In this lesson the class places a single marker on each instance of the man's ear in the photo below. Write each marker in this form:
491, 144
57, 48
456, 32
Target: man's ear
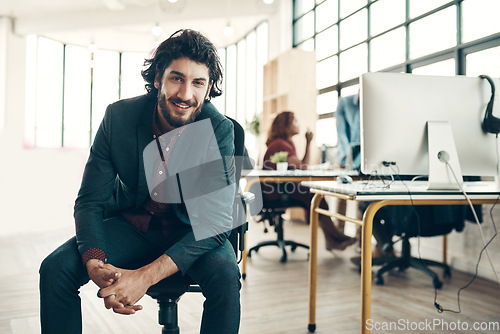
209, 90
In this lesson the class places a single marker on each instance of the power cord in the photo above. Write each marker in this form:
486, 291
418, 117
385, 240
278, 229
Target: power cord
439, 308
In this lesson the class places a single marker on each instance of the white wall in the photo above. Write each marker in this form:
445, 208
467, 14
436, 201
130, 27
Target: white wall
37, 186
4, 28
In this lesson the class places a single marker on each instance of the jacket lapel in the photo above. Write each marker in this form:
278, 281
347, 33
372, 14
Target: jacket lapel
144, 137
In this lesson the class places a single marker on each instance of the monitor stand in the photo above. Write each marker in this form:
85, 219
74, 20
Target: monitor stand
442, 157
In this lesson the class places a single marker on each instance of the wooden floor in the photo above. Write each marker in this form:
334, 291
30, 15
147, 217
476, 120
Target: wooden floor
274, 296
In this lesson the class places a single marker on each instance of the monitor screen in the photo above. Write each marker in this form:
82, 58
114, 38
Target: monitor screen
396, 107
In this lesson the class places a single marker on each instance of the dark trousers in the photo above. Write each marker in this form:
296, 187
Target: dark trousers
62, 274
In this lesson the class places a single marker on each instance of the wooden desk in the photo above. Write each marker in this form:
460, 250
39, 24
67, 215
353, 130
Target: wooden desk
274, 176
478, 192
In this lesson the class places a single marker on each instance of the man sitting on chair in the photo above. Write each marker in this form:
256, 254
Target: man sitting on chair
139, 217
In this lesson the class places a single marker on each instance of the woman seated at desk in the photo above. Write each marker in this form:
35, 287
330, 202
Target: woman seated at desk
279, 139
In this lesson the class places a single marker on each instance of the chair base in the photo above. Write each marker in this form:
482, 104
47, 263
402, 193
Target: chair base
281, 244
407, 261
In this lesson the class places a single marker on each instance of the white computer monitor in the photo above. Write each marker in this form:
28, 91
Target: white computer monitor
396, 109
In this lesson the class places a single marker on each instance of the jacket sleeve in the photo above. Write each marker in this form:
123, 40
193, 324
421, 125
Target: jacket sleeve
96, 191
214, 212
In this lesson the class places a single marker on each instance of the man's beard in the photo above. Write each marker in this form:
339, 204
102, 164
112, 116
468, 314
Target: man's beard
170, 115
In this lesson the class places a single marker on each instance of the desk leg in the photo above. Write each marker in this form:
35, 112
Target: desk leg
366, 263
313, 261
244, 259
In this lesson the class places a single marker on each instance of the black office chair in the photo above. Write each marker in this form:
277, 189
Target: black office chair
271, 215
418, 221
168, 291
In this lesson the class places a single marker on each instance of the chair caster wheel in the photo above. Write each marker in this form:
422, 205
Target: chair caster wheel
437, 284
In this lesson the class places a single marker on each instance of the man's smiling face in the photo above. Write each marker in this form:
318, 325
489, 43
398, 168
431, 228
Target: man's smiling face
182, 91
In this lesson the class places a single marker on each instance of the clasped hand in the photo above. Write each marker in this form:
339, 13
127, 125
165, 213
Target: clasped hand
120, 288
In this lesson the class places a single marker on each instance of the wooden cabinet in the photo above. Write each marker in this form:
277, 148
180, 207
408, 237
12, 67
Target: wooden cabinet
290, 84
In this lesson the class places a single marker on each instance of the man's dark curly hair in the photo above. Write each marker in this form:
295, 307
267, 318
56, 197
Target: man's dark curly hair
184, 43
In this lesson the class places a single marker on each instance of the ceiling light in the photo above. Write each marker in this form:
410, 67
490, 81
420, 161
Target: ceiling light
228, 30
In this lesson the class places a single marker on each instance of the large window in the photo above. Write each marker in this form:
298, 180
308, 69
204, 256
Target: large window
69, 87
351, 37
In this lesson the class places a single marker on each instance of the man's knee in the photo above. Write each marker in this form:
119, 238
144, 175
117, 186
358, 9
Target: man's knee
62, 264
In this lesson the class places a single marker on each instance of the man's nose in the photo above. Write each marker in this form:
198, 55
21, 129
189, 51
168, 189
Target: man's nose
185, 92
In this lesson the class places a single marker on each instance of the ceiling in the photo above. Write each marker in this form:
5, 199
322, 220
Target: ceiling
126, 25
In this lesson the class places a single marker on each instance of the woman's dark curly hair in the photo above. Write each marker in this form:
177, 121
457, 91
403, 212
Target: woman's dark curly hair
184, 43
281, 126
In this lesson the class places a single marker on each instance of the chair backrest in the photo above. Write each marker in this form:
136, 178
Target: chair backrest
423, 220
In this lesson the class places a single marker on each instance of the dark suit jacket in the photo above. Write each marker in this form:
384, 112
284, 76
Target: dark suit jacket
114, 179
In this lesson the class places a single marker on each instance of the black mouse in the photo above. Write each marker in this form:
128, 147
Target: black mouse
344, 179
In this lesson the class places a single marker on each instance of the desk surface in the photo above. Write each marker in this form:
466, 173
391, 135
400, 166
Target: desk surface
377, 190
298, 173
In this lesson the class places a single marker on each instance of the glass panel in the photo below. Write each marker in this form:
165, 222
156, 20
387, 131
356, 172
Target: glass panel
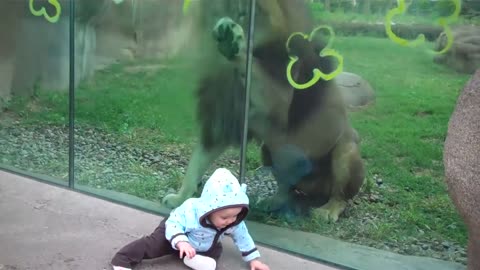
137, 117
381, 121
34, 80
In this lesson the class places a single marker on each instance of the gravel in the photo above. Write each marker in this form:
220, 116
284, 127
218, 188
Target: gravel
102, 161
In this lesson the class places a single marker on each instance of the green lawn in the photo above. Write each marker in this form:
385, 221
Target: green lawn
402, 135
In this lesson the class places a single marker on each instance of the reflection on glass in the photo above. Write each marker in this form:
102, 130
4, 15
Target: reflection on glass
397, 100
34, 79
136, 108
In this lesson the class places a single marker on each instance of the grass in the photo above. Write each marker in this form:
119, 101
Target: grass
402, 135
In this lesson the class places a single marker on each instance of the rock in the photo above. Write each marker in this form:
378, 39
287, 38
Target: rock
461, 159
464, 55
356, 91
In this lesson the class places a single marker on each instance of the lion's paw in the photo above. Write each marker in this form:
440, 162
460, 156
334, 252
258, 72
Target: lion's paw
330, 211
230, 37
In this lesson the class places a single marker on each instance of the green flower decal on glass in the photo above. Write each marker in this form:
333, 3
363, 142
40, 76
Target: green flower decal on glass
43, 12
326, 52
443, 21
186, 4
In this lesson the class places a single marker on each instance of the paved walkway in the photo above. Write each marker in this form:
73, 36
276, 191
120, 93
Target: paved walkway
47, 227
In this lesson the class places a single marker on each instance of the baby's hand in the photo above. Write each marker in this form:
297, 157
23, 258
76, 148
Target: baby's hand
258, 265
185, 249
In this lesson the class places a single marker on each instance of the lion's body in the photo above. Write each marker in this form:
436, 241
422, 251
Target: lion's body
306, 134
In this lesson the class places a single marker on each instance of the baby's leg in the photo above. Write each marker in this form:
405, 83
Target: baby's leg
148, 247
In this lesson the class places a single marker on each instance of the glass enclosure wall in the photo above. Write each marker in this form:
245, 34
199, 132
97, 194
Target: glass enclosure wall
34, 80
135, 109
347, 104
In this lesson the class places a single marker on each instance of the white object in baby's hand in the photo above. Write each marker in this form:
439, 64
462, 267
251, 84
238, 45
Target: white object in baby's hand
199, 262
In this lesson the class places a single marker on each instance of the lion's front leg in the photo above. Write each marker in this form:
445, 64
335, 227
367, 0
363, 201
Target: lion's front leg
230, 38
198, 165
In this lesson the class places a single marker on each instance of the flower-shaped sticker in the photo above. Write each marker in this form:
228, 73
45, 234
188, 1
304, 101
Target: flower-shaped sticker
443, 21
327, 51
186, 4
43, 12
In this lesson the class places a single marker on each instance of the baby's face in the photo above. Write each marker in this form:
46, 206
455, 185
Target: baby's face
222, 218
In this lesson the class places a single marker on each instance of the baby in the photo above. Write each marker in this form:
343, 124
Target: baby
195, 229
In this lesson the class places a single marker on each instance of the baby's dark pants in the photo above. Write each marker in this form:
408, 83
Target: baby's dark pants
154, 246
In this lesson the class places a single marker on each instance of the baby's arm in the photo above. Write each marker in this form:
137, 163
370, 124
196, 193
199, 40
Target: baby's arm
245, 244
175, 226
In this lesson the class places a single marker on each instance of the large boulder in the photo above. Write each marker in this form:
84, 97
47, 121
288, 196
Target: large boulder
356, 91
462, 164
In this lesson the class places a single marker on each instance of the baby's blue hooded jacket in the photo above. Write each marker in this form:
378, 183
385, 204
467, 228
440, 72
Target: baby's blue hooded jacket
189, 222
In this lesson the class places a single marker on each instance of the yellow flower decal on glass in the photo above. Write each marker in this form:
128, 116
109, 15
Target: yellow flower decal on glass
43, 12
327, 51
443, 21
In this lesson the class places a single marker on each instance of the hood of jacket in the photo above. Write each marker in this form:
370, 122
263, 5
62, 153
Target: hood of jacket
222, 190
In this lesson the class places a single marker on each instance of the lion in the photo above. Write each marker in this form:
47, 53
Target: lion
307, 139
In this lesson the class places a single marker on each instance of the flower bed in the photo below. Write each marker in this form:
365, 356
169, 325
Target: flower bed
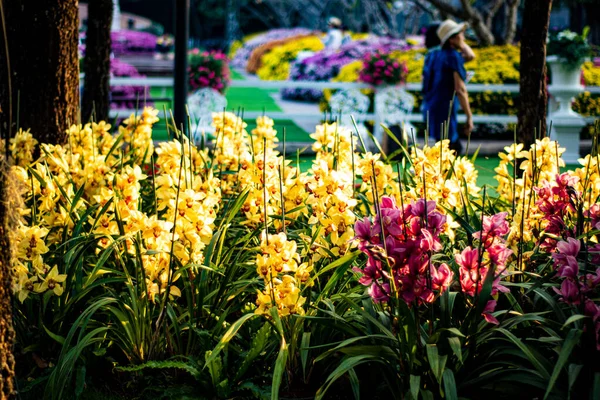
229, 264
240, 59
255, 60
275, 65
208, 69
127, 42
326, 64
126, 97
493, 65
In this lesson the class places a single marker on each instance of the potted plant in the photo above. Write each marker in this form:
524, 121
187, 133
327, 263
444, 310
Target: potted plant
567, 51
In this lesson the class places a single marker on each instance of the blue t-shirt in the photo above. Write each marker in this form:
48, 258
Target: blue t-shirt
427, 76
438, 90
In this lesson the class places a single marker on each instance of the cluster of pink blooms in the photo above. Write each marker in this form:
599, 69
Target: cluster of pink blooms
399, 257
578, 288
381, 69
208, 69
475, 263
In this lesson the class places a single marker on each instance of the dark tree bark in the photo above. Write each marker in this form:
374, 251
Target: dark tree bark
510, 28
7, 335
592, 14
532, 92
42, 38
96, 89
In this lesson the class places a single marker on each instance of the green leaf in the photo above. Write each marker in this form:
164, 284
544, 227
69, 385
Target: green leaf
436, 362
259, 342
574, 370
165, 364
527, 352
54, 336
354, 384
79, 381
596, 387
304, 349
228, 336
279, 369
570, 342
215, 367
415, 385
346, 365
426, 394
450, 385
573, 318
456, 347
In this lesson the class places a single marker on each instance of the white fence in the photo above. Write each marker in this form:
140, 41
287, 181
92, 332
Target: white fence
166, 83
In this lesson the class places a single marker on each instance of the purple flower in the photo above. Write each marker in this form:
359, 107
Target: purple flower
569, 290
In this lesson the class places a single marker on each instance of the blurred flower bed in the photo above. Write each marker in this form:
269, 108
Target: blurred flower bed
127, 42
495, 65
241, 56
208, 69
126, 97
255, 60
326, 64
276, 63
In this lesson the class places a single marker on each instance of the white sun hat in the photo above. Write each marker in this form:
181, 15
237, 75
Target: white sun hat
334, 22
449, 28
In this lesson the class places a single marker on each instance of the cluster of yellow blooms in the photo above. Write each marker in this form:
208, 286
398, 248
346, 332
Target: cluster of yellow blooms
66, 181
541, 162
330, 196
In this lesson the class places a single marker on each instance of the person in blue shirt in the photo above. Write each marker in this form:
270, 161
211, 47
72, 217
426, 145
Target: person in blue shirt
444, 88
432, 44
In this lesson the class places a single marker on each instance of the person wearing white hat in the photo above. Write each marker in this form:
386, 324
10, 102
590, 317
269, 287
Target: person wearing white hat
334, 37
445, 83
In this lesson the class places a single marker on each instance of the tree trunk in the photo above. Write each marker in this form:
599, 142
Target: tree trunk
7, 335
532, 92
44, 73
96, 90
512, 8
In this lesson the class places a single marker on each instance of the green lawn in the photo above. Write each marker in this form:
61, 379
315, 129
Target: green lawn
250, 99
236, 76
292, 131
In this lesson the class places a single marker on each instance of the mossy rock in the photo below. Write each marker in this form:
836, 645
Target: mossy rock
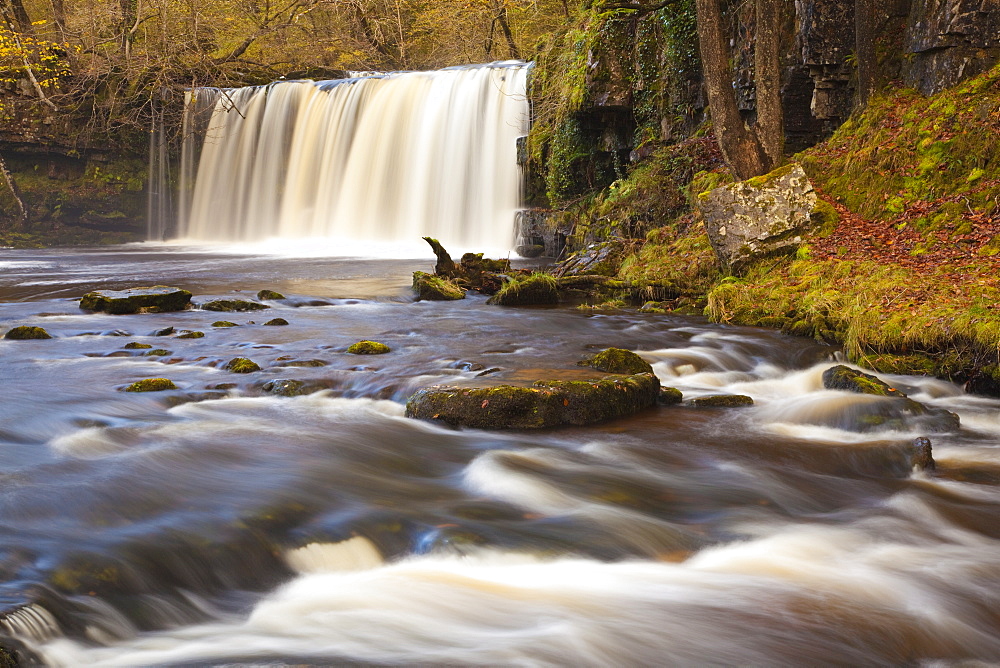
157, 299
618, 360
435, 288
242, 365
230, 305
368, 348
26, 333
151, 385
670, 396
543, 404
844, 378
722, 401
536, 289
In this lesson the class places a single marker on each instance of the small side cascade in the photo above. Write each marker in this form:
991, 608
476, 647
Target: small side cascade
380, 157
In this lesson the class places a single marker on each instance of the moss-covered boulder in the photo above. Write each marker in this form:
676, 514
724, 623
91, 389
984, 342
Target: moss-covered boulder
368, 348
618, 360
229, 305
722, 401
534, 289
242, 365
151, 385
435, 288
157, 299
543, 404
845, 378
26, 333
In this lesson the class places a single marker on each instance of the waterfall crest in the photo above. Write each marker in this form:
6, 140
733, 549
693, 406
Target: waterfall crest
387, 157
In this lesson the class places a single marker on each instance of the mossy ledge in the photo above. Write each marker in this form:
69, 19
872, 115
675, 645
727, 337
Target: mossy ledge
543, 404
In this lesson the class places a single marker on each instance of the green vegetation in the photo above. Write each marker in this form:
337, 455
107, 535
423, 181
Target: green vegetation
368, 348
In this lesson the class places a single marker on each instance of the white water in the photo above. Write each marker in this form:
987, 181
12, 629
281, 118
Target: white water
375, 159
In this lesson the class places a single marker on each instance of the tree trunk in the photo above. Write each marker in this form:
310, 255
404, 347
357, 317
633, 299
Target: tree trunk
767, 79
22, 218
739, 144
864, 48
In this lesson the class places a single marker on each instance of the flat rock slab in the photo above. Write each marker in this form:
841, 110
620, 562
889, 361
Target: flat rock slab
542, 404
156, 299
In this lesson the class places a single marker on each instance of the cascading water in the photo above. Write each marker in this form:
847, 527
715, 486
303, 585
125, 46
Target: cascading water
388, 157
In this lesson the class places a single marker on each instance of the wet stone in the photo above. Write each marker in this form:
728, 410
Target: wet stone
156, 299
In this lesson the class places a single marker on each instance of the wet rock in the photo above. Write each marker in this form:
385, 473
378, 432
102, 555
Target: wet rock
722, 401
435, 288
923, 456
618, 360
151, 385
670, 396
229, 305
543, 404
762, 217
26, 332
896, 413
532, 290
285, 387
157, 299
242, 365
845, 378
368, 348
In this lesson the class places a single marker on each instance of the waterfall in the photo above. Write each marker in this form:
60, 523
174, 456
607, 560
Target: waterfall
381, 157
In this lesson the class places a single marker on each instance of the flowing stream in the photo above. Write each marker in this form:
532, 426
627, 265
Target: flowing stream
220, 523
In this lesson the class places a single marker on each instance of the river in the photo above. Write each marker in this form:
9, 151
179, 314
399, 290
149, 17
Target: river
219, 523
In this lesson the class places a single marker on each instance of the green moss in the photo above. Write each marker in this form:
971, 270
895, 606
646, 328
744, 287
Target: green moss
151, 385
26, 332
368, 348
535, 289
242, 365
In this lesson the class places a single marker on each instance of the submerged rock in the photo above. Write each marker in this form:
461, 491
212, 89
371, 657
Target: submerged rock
= = = = =
__Task details__: Every line from the one containing "of the flowing" through the end of the data must be repeated exactly, and no other line.

__Answer to this exercise__:
In this lesson the class places a single marker on each instance of the flowing stream in the photo above. Write each marker in this form:
532, 426
627, 265
Target: flowing stream
220, 523
In this lesson the class places a single marker on each instance of the river in the photo above. Write each marker in this form:
9, 151
179, 314
399, 290
149, 17
Target: river
219, 523
In this lesson the class places a single marker on each instance of the green moss in the photo above. Write each marker in this form:
971, 270
895, 606
646, 328
744, 287
Target: green moss
151, 385
26, 332
368, 348
535, 289
242, 365
In this lesson the class places a single marker on each instance of the submerged rock in the photo above. Write each marker in this form:
461, 491
212, 89
371, 657
Target: submerged rock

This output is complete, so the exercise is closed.